Exercise aim
Set down the records below in full, exactly as they read.

Source material

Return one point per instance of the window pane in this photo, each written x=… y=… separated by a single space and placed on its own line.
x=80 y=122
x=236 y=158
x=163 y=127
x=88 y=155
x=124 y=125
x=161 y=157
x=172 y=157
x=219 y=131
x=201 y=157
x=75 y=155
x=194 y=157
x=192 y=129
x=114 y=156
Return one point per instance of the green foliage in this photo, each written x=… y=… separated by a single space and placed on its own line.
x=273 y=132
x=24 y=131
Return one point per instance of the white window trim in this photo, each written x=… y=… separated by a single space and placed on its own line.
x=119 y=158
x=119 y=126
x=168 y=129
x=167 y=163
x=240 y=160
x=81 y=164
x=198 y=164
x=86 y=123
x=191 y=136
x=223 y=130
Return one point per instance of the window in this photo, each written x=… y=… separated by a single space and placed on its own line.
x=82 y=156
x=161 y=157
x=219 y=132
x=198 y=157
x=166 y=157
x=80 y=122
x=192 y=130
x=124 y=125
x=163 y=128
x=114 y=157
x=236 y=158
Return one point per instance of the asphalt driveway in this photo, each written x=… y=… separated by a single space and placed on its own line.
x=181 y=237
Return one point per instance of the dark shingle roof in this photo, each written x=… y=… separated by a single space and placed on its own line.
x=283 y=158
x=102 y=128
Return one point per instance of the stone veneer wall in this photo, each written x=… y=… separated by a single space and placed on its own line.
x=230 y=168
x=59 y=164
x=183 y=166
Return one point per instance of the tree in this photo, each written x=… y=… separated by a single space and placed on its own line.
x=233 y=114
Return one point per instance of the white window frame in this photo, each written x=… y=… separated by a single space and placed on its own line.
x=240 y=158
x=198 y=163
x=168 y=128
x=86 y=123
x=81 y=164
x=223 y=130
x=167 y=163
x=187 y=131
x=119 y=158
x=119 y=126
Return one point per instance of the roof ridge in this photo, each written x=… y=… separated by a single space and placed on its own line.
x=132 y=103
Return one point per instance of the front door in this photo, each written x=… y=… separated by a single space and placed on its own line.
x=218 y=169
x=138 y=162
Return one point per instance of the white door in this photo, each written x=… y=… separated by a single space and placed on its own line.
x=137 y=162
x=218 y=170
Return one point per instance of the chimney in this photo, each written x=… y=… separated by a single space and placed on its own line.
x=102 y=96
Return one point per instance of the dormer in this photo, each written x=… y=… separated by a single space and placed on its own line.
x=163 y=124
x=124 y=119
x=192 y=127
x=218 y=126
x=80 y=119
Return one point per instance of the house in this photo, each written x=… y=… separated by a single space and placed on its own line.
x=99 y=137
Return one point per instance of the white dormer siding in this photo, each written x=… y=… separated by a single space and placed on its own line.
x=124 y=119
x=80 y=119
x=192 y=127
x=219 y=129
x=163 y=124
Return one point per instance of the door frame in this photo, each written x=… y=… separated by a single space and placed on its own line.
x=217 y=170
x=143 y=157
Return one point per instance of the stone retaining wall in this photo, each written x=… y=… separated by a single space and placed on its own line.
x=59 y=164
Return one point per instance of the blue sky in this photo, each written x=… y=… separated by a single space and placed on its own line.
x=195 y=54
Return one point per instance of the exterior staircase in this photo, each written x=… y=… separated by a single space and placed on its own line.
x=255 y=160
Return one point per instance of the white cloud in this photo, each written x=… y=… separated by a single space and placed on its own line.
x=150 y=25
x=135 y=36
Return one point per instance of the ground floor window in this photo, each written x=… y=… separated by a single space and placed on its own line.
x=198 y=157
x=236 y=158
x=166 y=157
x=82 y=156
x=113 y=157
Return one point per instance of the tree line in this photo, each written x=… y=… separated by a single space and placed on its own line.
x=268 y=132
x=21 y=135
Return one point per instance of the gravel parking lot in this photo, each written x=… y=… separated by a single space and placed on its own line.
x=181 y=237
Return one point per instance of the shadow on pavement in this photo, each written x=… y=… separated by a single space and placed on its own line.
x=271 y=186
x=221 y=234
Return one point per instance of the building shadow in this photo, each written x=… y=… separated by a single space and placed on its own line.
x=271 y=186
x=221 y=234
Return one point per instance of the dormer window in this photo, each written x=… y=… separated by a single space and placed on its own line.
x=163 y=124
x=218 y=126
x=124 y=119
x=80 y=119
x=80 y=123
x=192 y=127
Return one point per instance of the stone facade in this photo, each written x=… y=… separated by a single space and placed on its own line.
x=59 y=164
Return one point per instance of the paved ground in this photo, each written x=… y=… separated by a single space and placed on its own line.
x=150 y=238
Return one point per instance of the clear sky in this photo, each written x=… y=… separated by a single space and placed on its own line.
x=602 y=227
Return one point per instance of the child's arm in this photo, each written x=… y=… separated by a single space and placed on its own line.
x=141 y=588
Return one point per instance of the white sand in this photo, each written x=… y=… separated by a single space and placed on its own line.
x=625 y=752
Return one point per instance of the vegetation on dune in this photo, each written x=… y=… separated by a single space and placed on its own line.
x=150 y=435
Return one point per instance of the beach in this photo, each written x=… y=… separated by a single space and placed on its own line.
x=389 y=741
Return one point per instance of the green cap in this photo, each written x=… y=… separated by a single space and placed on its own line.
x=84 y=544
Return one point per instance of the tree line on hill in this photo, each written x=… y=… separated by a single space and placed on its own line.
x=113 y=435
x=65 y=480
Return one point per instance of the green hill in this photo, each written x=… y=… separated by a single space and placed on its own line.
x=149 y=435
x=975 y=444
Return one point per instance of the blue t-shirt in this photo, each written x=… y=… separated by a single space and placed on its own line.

Result for this task
Return one point per instance of the window pane in this photo, each written x=… y=… separated by a single space and placed on its own line.
x=80 y=122
x=236 y=158
x=163 y=127
x=88 y=155
x=124 y=125
x=161 y=157
x=172 y=157
x=219 y=131
x=201 y=157
x=75 y=155
x=194 y=157
x=192 y=129
x=114 y=156
Return one point per instance of the green foliage in this photo, each written x=… y=… separated by a single space and placed on its own line.
x=273 y=132
x=24 y=131
Return one point per instance of the white window trim in this photo, each written x=… y=… separated by a single space and placed on its own line.
x=119 y=158
x=119 y=126
x=168 y=129
x=167 y=163
x=240 y=160
x=81 y=164
x=198 y=164
x=86 y=123
x=191 y=136
x=223 y=130
Return one point per instance of the window in this photo, each written x=… y=… separated by a single space and placed on its own line.
x=82 y=156
x=161 y=157
x=219 y=132
x=198 y=157
x=166 y=157
x=80 y=122
x=192 y=130
x=124 y=125
x=163 y=128
x=114 y=157
x=236 y=158
Return one point per instance of the asphalt driveway in this photo, each written x=… y=… separated by a single space and placed on its own line.
x=181 y=237
Return one point per instance of the dark shingle roof in this photo, each written x=… y=… separated by a single space and placed on its own line.
x=283 y=158
x=102 y=128
Return one point per instance of the stone veneer wall in this photo, each written x=… y=… separated by a single space and placed on its own line.
x=230 y=168
x=59 y=164
x=183 y=166
Return one point per instance of the tree in this photo, each written x=… y=… separated by a single space and placed on its own line.
x=233 y=114
Return one point per instance of the white window frame in this photo, each written x=… y=… separated by a single space and placed on its own line.
x=240 y=158
x=198 y=163
x=168 y=128
x=86 y=123
x=81 y=164
x=223 y=130
x=167 y=163
x=187 y=131
x=119 y=158
x=119 y=126
Return one point per instance of the roof ridge in this photo, each written x=… y=… separated by a single space and placed on its own line.
x=132 y=103
Return one point per instance of the front door in this photo, each written x=… y=… separated by a single space and placed on its own line.
x=218 y=169
x=138 y=162
Return one point per instance of the white door in this photo, each written x=… y=… separated by a single space and placed on its own line.
x=137 y=162
x=218 y=170
Return one point per instance of the chimney in this photo, each written x=… y=… separated by a single space and placed on its own line.
x=102 y=96
Return one point per instance of the dormer in this photo, each written x=… y=… separated by a single space and placed on its own line.
x=163 y=124
x=124 y=119
x=192 y=127
x=218 y=126
x=80 y=119
Return one point per instance of the house in this photo, each written x=… y=… separated by a single space and placed on its own line.
x=99 y=137
Return one point per instance of the white dormer siding in this photo, each written x=… y=… separated by a single space and placed on its own line.
x=124 y=119
x=80 y=119
x=192 y=127
x=219 y=129
x=163 y=124
Return one point per instance of the door frame in this photo, each written x=… y=… separated by a single space and placed on its own line.
x=217 y=170
x=143 y=157
Return one point per instance of the stone retaining wall in this photo, each written x=… y=… separated by a single space and placed on its own line.
x=59 y=164
Return one point per instance of the blue sky in this photo, each written x=… y=… separated by a single space and placed on its own line.
x=195 y=54
Return one point per instance of the exterior staircase in this photo, each written x=… y=… separated by a single space and placed on its own line.
x=255 y=160
Return one point per instance of the white cloud in this photo, each written x=… y=… separated by a single space and placed on its own line.
x=150 y=25
x=135 y=36
Return one point per instance of the ground floor window in this photo, each written x=… y=… separated by a single space and placed on its own line.
x=198 y=157
x=236 y=158
x=166 y=157
x=82 y=156
x=113 y=157
Return one point per instance of the tree line in this photo, each written x=… y=… separated by a single space and placed on its own line.
x=268 y=132
x=21 y=135
Return one point per instance of the gravel parking lot in this photo, each written x=… y=… separated by a single space and placed on its own line.
x=181 y=237
Return one point per instance of the shadow on pavement in this photo, each written x=… y=… separated by a single space and placed on its own line.
x=271 y=186
x=221 y=234
Return one point per instance of the building shadow in this photo, each written x=… y=… separated by a single space and placed on its own line.
x=271 y=186
x=221 y=234
Return one point per instance of the dormer window in this photo, each written x=… y=… separated by a single space and placed on its own line.
x=163 y=124
x=218 y=126
x=124 y=119
x=80 y=119
x=80 y=123
x=192 y=127
Return one point per instance of the stone facade in this photo, each written x=… y=… separated by a single space and placed on its own line.
x=59 y=164
Return one point per instance of the paved ground in this photo, each written x=… y=… separated by a single space and placed on its own line.
x=150 y=238
Return one point per instance of the clear sky in this photo, each written x=… y=… separated by a single space and placed on its own line.
x=602 y=227
Return one point per instance of the child's arm in this photo, each written x=… y=… separated by a single space and placed on its own line.
x=141 y=588
Return one point per instance of the white sand in this photo, each written x=… y=… separated by a single space and placed on its own line.
x=625 y=752
Return one point per instance of the vegetation on dune in this photo, each written x=… y=… separated by a single space and placed on its own line.
x=150 y=435
Return one point per instance of the beach in this photo, each written x=… y=… separated by a single space and placed on its own line.
x=389 y=741
Return one point per instance of the green cap in this photo, each written x=… y=… separated by a single space and placed on its own line.
x=84 y=544
Return one point per instance of the tree line on hill in this photo, each written x=… y=… separated by a single space and placed on its own line.
x=113 y=435
x=65 y=480
Return one point per instance of the green hill in this photo, each written x=… y=… separated by a single space and placed on its own line.
x=149 y=435
x=975 y=444
Return one point per instance of the blue t-shirt in this photo, each written x=… y=… separated by a single space and placed on its own line.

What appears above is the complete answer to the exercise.